Record excerpts –
>>>

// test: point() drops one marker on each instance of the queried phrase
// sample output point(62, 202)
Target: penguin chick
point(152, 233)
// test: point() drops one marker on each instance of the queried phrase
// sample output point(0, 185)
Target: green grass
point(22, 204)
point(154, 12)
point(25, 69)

<<<
>>>

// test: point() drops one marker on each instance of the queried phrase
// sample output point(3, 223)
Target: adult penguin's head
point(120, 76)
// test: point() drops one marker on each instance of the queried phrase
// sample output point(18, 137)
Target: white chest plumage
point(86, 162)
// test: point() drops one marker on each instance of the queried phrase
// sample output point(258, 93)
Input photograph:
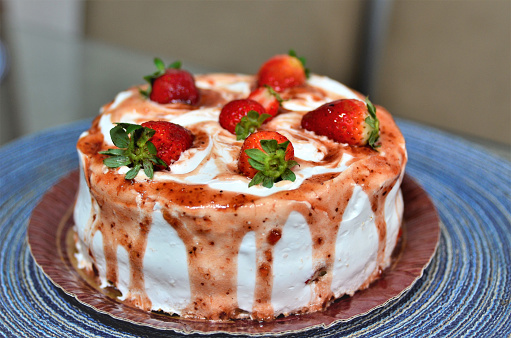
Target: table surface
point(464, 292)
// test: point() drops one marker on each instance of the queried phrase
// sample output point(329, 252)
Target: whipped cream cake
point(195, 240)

<<<
>>>

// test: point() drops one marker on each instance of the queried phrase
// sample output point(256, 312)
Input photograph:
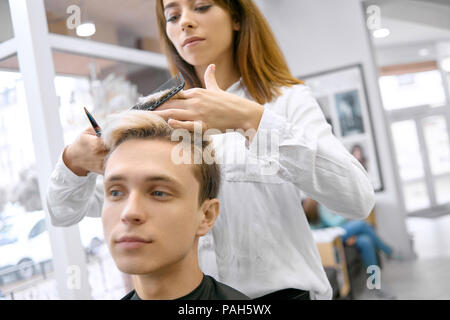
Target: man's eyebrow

<<<

Work instructions – Copy word for word the lines of the records above from the one with "output point(256, 312)" up to and including the one with "Target: man's eyebrow". Skip the pictures.

Solution –
// sample output point(256, 312)
Input photograph:
Target: man's eyebrow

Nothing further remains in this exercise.